Exercise instructions:
Take the line containing "mark: tile backsplash" and all lines after it to the end of the records, and output them exactly.

* Start *

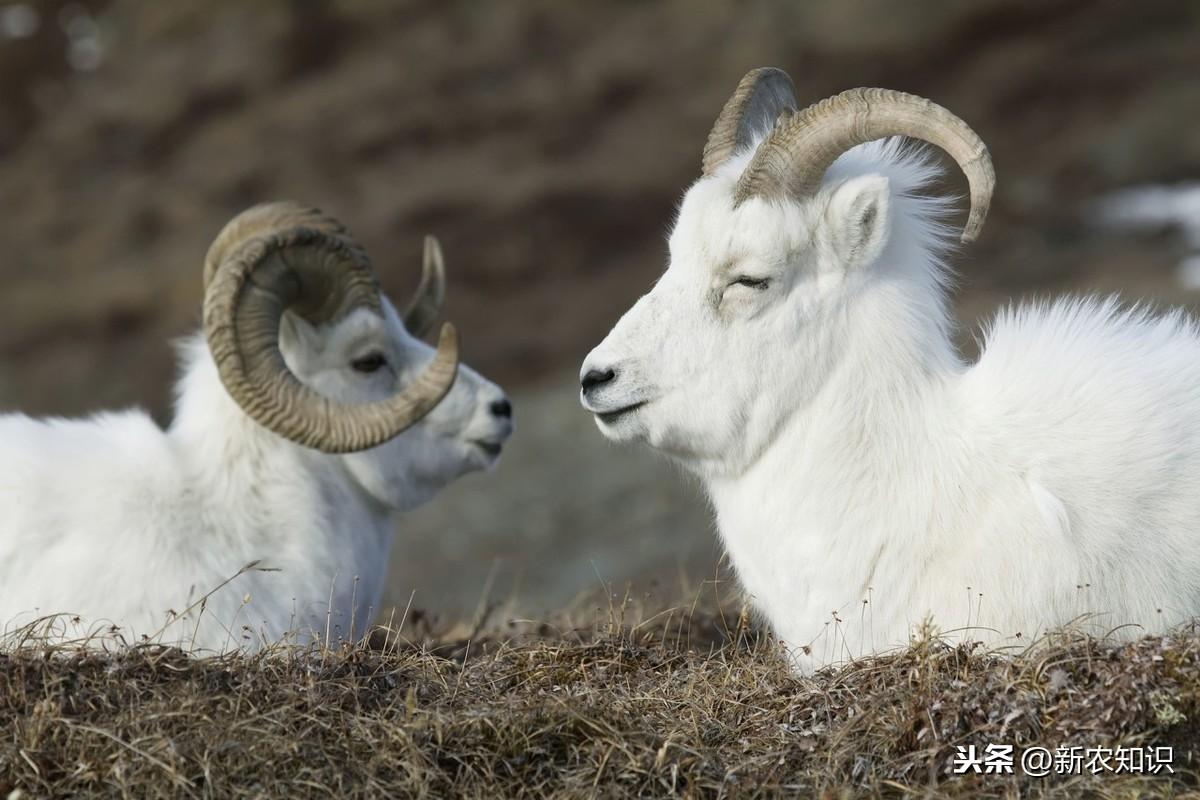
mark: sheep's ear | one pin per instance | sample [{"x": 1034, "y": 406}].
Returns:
[{"x": 858, "y": 220}]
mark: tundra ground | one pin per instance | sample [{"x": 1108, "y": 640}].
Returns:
[{"x": 685, "y": 702}]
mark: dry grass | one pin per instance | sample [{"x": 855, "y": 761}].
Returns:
[{"x": 682, "y": 703}]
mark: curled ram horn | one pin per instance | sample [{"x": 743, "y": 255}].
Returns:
[{"x": 282, "y": 257}]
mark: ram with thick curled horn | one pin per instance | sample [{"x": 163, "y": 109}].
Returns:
[{"x": 309, "y": 413}]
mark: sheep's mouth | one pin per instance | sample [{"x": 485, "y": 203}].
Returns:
[
  {"x": 612, "y": 417},
  {"x": 490, "y": 447}
]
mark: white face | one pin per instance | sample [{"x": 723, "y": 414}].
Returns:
[
  {"x": 736, "y": 334},
  {"x": 365, "y": 358}
]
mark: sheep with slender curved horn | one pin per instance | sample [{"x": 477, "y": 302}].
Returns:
[
  {"x": 305, "y": 420},
  {"x": 797, "y": 355}
]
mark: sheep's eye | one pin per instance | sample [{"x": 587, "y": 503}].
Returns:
[
  {"x": 753, "y": 283},
  {"x": 370, "y": 362}
]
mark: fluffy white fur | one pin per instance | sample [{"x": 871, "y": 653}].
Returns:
[
  {"x": 863, "y": 475},
  {"x": 112, "y": 521}
]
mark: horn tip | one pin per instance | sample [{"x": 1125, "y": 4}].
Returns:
[{"x": 449, "y": 337}]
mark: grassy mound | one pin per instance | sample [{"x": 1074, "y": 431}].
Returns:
[{"x": 679, "y": 704}]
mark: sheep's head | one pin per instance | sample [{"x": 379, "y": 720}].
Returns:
[
  {"x": 768, "y": 247},
  {"x": 310, "y": 348}
]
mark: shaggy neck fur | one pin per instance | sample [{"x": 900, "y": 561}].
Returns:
[
  {"x": 873, "y": 440},
  {"x": 329, "y": 570}
]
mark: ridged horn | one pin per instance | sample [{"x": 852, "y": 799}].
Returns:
[
  {"x": 793, "y": 158},
  {"x": 423, "y": 311},
  {"x": 283, "y": 257},
  {"x": 761, "y": 96}
]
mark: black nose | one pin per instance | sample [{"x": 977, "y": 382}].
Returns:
[
  {"x": 594, "y": 378},
  {"x": 502, "y": 408}
]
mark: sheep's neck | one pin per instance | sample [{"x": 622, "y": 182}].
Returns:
[{"x": 853, "y": 477}]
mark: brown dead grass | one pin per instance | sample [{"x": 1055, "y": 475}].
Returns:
[{"x": 685, "y": 703}]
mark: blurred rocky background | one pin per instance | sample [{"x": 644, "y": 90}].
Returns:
[{"x": 546, "y": 144}]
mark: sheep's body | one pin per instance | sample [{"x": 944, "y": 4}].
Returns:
[
  {"x": 863, "y": 476},
  {"x": 117, "y": 521},
  {"x": 306, "y": 415}
]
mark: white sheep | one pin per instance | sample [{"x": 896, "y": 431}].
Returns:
[
  {"x": 797, "y": 356},
  {"x": 307, "y": 414}
]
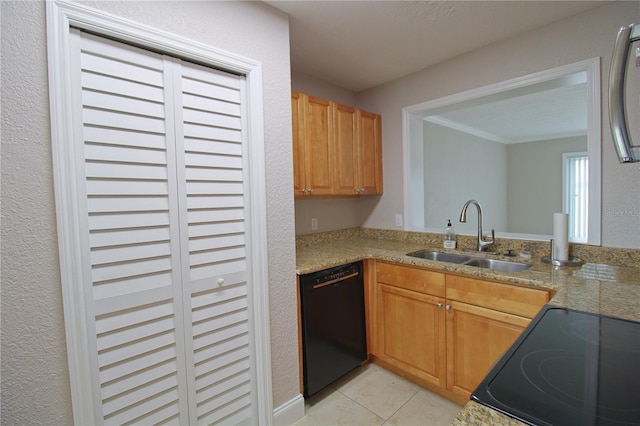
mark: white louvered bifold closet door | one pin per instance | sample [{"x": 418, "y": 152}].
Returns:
[{"x": 165, "y": 265}]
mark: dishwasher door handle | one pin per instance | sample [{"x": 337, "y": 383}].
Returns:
[{"x": 346, "y": 277}]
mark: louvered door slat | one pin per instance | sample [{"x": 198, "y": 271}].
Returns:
[
  {"x": 128, "y": 220},
  {"x": 135, "y": 349},
  {"x": 122, "y": 120},
  {"x": 196, "y": 101},
  {"x": 122, "y": 104},
  {"x": 121, "y": 295},
  {"x": 149, "y": 375},
  {"x": 119, "y": 204},
  {"x": 122, "y": 254},
  {"x": 137, "y": 413},
  {"x": 101, "y": 135},
  {"x": 123, "y": 155},
  {"x": 125, "y": 171},
  {"x": 105, "y": 83},
  {"x": 213, "y": 147}
]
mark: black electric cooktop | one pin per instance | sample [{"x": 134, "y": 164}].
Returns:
[{"x": 569, "y": 368}]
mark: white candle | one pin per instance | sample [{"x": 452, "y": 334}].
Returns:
[{"x": 561, "y": 236}]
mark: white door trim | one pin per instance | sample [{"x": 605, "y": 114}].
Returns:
[{"x": 61, "y": 16}]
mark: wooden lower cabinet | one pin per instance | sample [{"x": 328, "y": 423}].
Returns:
[
  {"x": 411, "y": 329},
  {"x": 476, "y": 338},
  {"x": 419, "y": 330}
]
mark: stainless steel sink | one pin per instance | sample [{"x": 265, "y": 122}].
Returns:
[
  {"x": 481, "y": 262},
  {"x": 440, "y": 256},
  {"x": 498, "y": 265}
]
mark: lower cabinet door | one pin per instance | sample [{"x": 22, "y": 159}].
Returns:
[
  {"x": 411, "y": 332},
  {"x": 476, "y": 338}
]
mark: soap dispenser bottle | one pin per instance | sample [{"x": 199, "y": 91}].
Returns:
[{"x": 449, "y": 236}]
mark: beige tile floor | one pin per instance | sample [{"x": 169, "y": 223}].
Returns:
[{"x": 372, "y": 395}]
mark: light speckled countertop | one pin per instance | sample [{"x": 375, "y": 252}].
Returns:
[{"x": 593, "y": 287}]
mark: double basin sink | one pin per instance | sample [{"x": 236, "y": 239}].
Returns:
[{"x": 461, "y": 259}]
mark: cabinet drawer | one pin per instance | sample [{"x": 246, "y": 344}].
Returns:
[
  {"x": 411, "y": 278},
  {"x": 523, "y": 301}
]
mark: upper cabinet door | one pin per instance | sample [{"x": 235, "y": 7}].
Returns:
[
  {"x": 297, "y": 123},
  {"x": 318, "y": 122},
  {"x": 337, "y": 149},
  {"x": 370, "y": 153},
  {"x": 345, "y": 150}
]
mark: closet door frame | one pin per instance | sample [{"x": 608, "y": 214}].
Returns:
[{"x": 61, "y": 17}]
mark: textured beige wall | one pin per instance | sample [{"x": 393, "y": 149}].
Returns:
[
  {"x": 588, "y": 35},
  {"x": 35, "y": 382}
]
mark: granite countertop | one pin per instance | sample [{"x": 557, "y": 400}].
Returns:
[{"x": 592, "y": 287}]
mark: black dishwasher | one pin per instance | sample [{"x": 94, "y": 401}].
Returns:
[{"x": 333, "y": 324}]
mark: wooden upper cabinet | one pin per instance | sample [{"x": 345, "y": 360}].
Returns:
[
  {"x": 336, "y": 148},
  {"x": 297, "y": 112},
  {"x": 345, "y": 149},
  {"x": 312, "y": 121},
  {"x": 318, "y": 122},
  {"x": 370, "y": 153}
]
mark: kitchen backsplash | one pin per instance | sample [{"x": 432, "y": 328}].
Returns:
[{"x": 537, "y": 249}]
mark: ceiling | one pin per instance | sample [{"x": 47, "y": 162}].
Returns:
[
  {"x": 358, "y": 45},
  {"x": 541, "y": 113}
]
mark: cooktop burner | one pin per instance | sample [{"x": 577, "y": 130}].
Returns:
[{"x": 569, "y": 368}]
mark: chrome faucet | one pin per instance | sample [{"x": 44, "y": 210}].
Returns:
[{"x": 482, "y": 244}]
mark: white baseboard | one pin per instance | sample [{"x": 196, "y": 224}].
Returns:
[{"x": 289, "y": 412}]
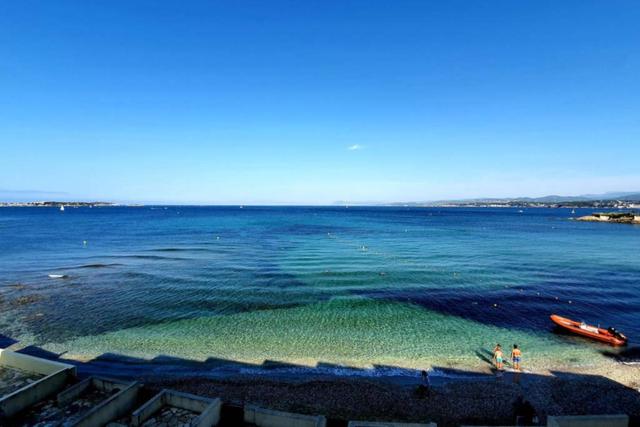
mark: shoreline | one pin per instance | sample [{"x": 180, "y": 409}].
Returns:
[
  {"x": 457, "y": 395},
  {"x": 476, "y": 397}
]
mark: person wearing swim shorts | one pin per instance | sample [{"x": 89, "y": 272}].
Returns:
[
  {"x": 516, "y": 357},
  {"x": 497, "y": 356}
]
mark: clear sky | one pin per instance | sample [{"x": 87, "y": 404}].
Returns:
[{"x": 317, "y": 101}]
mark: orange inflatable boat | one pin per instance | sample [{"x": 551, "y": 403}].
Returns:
[{"x": 610, "y": 336}]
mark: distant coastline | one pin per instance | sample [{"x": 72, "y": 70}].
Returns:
[
  {"x": 55, "y": 204},
  {"x": 618, "y": 217}
]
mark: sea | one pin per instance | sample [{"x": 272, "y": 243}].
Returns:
[{"x": 341, "y": 287}]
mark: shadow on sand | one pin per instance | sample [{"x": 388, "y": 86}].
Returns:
[{"x": 380, "y": 393}]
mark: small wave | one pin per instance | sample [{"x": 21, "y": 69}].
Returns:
[
  {"x": 147, "y": 257},
  {"x": 181, "y": 250},
  {"x": 338, "y": 371},
  {"x": 93, "y": 265}
]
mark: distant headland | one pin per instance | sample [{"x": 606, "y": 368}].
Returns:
[
  {"x": 619, "y": 217},
  {"x": 613, "y": 200},
  {"x": 55, "y": 204}
]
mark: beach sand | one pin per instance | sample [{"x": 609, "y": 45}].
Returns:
[{"x": 472, "y": 397}]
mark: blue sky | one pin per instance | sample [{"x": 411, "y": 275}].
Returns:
[{"x": 317, "y": 101}]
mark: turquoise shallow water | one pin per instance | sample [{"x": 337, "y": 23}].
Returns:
[{"x": 407, "y": 287}]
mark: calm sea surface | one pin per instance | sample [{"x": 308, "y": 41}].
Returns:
[{"x": 407, "y": 287}]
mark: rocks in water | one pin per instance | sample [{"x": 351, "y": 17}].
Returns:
[{"x": 26, "y": 299}]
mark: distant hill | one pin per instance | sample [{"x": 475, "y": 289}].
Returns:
[{"x": 633, "y": 196}]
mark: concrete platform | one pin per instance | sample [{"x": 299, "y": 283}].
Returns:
[
  {"x": 94, "y": 401},
  {"x": 388, "y": 424},
  {"x": 52, "y": 377},
  {"x": 269, "y": 418},
  {"x": 588, "y": 421},
  {"x": 170, "y": 407}
]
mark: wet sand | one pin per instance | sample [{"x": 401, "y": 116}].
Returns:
[{"x": 455, "y": 397}]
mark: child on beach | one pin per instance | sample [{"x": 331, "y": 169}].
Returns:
[
  {"x": 516, "y": 356},
  {"x": 497, "y": 356}
]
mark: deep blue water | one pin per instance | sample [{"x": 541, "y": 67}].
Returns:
[{"x": 142, "y": 268}]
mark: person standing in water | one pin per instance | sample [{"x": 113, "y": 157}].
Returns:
[
  {"x": 498, "y": 356},
  {"x": 516, "y": 357}
]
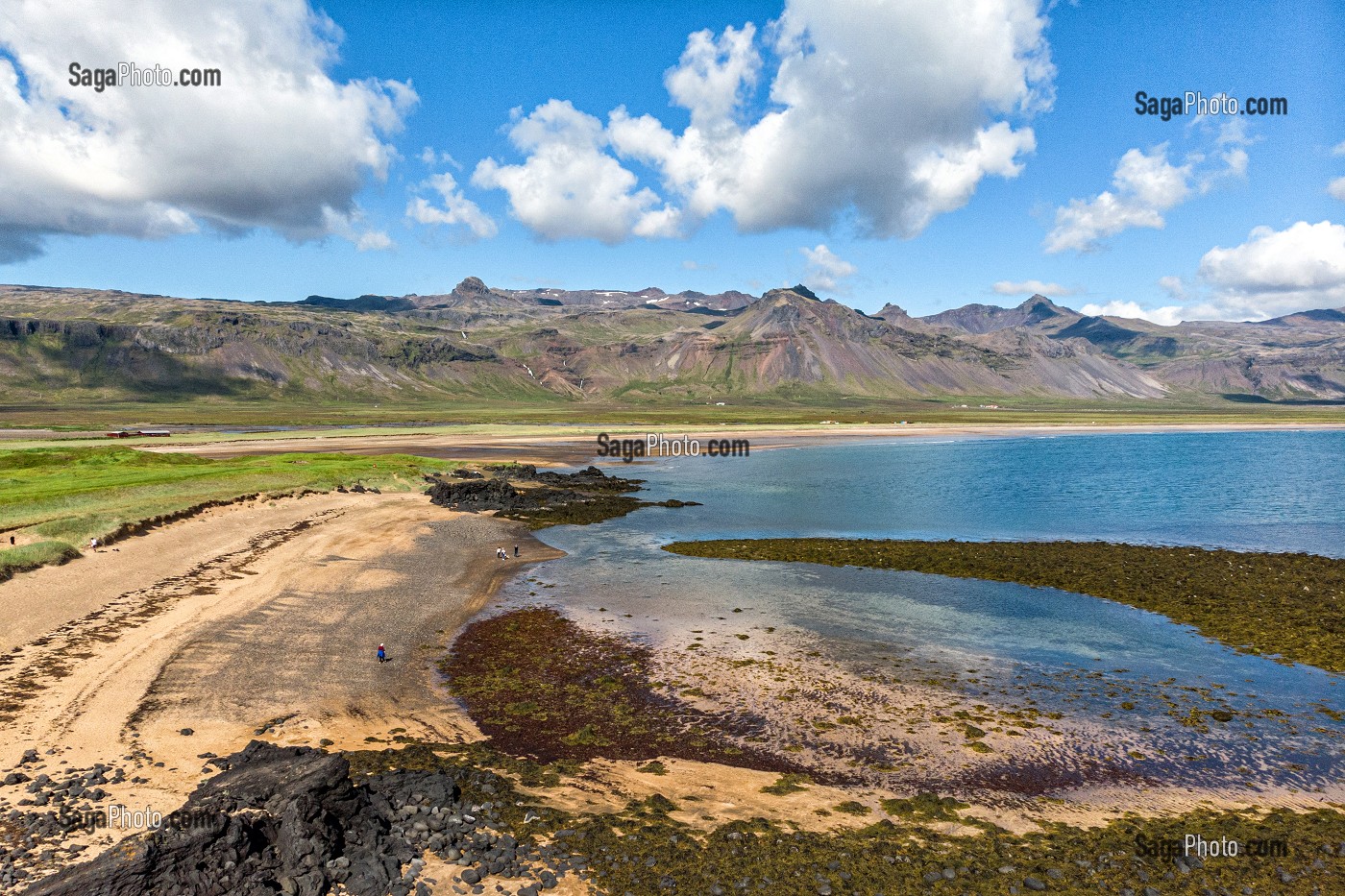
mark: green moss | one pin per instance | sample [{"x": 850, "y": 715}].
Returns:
[
  {"x": 67, "y": 496},
  {"x": 1286, "y": 606}
]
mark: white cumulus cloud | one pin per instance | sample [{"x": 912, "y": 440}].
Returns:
[
  {"x": 1029, "y": 288},
  {"x": 1166, "y": 316},
  {"x": 456, "y": 208},
  {"x": 826, "y": 269},
  {"x": 1278, "y": 272},
  {"x": 881, "y": 114},
  {"x": 1145, "y": 186},
  {"x": 569, "y": 187},
  {"x": 279, "y": 144}
]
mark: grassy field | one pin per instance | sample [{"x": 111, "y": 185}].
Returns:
[
  {"x": 53, "y": 499},
  {"x": 746, "y": 410},
  {"x": 1287, "y": 606}
]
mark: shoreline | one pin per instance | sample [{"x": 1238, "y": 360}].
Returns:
[
  {"x": 268, "y": 637},
  {"x": 567, "y": 444}
]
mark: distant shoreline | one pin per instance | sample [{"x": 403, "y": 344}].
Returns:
[{"x": 565, "y": 444}]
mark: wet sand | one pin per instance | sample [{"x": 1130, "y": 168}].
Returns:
[
  {"x": 258, "y": 621},
  {"x": 261, "y": 619},
  {"x": 578, "y": 446}
]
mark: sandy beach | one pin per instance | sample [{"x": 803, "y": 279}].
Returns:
[
  {"x": 257, "y": 619},
  {"x": 577, "y": 444}
]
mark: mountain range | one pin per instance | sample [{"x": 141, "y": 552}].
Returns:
[{"x": 646, "y": 346}]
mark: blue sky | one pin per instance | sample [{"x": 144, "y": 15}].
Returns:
[{"x": 1231, "y": 217}]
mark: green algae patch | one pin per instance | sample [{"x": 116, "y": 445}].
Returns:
[
  {"x": 645, "y": 851},
  {"x": 1290, "y": 607},
  {"x": 542, "y": 688}
]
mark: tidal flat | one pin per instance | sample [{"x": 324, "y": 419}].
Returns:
[{"x": 1286, "y": 606}]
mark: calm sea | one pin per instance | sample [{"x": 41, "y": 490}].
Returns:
[{"x": 1251, "y": 492}]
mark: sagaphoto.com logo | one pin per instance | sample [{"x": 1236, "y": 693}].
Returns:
[{"x": 128, "y": 74}]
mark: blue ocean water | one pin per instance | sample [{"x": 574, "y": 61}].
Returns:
[{"x": 1250, "y": 492}]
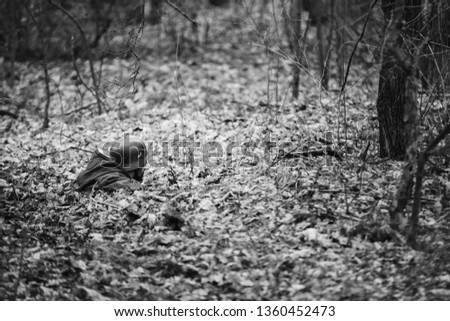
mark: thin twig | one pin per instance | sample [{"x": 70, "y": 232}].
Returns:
[
  {"x": 88, "y": 51},
  {"x": 184, "y": 14}
]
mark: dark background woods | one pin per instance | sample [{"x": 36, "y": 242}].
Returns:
[{"x": 358, "y": 90}]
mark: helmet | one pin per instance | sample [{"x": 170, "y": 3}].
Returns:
[{"x": 131, "y": 153}]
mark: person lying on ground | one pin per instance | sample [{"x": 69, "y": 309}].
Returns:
[{"x": 115, "y": 166}]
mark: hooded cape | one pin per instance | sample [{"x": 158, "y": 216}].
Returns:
[{"x": 104, "y": 173}]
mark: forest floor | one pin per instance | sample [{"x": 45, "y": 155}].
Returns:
[{"x": 253, "y": 225}]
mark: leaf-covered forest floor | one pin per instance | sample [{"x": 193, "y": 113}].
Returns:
[{"x": 303, "y": 228}]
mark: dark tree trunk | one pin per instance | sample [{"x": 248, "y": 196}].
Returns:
[
  {"x": 404, "y": 21},
  {"x": 390, "y": 105}
]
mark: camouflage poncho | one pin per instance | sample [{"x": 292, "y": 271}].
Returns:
[{"x": 104, "y": 173}]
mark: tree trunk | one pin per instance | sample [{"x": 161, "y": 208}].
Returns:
[
  {"x": 297, "y": 13},
  {"x": 402, "y": 20}
]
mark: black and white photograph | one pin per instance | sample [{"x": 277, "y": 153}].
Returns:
[{"x": 261, "y": 151}]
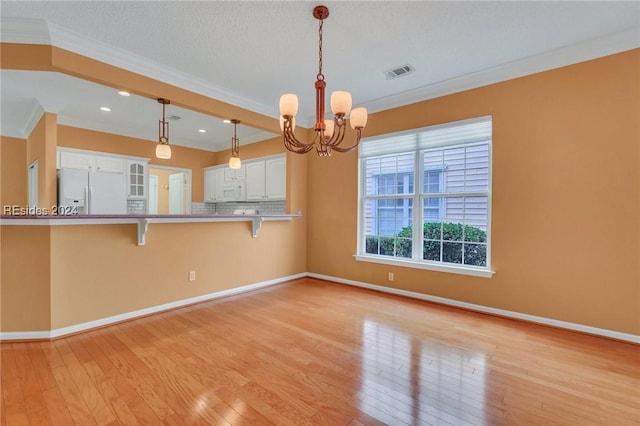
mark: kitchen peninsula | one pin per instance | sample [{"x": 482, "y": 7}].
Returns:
[{"x": 143, "y": 221}]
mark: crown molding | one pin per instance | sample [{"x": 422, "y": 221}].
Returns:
[
  {"x": 35, "y": 114},
  {"x": 103, "y": 52},
  {"x": 23, "y": 129},
  {"x": 573, "y": 54},
  {"x": 38, "y": 31}
]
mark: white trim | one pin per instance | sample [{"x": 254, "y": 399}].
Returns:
[
  {"x": 488, "y": 310},
  {"x": 40, "y": 335},
  {"x": 451, "y": 268},
  {"x": 38, "y": 31},
  {"x": 31, "y": 335},
  {"x": 124, "y": 59}
]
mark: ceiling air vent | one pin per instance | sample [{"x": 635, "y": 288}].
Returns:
[{"x": 399, "y": 71}]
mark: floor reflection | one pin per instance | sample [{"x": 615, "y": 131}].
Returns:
[{"x": 415, "y": 381}]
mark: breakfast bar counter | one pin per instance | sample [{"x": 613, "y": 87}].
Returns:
[{"x": 143, "y": 221}]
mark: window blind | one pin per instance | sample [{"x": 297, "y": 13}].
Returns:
[{"x": 459, "y": 132}]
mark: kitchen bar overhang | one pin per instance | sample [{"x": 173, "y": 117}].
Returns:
[{"x": 143, "y": 221}]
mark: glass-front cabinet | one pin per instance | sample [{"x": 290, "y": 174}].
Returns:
[{"x": 137, "y": 179}]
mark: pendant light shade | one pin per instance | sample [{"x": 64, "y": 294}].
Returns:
[
  {"x": 234, "y": 161},
  {"x": 163, "y": 150}
]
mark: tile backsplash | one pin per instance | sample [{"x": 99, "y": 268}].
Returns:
[
  {"x": 266, "y": 207},
  {"x": 136, "y": 207}
]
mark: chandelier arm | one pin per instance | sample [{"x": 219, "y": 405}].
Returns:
[
  {"x": 352, "y": 147},
  {"x": 291, "y": 143},
  {"x": 338, "y": 133}
]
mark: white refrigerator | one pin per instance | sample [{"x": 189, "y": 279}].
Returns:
[{"x": 92, "y": 192}]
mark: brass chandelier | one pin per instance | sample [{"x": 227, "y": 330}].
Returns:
[{"x": 329, "y": 133}]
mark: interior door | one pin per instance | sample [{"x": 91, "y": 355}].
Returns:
[
  {"x": 153, "y": 194},
  {"x": 176, "y": 193}
]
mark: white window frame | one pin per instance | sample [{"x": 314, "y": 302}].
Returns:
[{"x": 418, "y": 208}]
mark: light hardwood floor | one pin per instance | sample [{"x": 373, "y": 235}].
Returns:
[{"x": 311, "y": 352}]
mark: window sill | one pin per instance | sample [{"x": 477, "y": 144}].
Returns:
[{"x": 463, "y": 270}]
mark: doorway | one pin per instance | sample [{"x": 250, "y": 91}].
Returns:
[
  {"x": 153, "y": 194},
  {"x": 172, "y": 191},
  {"x": 32, "y": 179}
]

* End *

Right answer:
mark: tile backsplash | one pin per instance | sample [{"x": 99, "y": 268}].
Returns:
[
  {"x": 266, "y": 207},
  {"x": 136, "y": 207}
]
mark: chandelier arm | one pin per instance | sample [{"x": 219, "y": 405}].
Returns:
[
  {"x": 352, "y": 147},
  {"x": 291, "y": 143},
  {"x": 338, "y": 133}
]
mark: white refrigerator | one pin per instance | sample [{"x": 189, "y": 279}].
Returns:
[{"x": 92, "y": 192}]
mark: brass chandelier | one pin per instance | sample [{"x": 227, "y": 330}].
Returns:
[{"x": 329, "y": 133}]
mark: interior door | one pin per instance | sample [{"x": 91, "y": 355}].
Returns:
[
  {"x": 153, "y": 194},
  {"x": 176, "y": 193}
]
mark: white window frame | one pin per instance | sample [{"x": 314, "y": 302}].
Returns:
[{"x": 418, "y": 208}]
mark: light hardwood floor | one pin per instance | sample [{"x": 373, "y": 235}].
Returns:
[{"x": 311, "y": 352}]
mark: window sill | one pin per instance | sample [{"x": 477, "y": 144}].
Returns:
[{"x": 463, "y": 270}]
mark: doorway | one pin per instance | sample [{"x": 250, "y": 91}].
Returns:
[
  {"x": 153, "y": 194},
  {"x": 172, "y": 191},
  {"x": 32, "y": 179}
]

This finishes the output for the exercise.